# Activity
Copy each line of the records below that mentions the word "brick".

# Data section
======
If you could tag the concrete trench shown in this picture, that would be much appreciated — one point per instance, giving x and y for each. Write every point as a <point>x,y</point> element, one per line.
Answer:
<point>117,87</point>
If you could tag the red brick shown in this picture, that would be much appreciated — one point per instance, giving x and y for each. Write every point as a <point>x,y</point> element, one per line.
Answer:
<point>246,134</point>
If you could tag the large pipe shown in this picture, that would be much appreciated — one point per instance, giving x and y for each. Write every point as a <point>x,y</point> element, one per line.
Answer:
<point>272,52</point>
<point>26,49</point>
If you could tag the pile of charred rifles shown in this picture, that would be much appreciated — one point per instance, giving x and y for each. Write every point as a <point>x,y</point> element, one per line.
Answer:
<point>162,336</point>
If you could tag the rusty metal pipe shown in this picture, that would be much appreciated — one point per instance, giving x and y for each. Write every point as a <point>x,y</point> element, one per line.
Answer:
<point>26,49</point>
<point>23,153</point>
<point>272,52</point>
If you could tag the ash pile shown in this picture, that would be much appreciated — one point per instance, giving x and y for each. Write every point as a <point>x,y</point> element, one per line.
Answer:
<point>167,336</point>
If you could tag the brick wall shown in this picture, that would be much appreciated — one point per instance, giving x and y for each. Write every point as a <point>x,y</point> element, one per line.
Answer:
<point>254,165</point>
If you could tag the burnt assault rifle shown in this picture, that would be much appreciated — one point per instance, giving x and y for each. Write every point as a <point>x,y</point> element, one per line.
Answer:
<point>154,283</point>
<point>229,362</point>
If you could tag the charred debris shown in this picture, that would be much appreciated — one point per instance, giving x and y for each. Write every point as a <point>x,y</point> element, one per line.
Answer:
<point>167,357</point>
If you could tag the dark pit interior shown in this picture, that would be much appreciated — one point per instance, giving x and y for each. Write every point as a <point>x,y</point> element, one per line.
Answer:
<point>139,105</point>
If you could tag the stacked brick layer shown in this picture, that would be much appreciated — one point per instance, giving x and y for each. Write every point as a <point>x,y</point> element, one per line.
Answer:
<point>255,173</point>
======
# Result for this task
If you could tag the red brick shown in this picture, that would be much appreciated — one point per instance, giving x and y for each. Write every point as a <point>x,y</point> element, one per line.
If you could tag the brick wall shown in this picture, that would be much appreciated — one point per instance, giving x and y for each. Write every point as a <point>x,y</point> element, one per line.
If you could tag the stacked brick layer shown in this picture, that would be much appreciated — one point per instance, giving x and y for each. Write every point as a <point>x,y</point> element, one per line.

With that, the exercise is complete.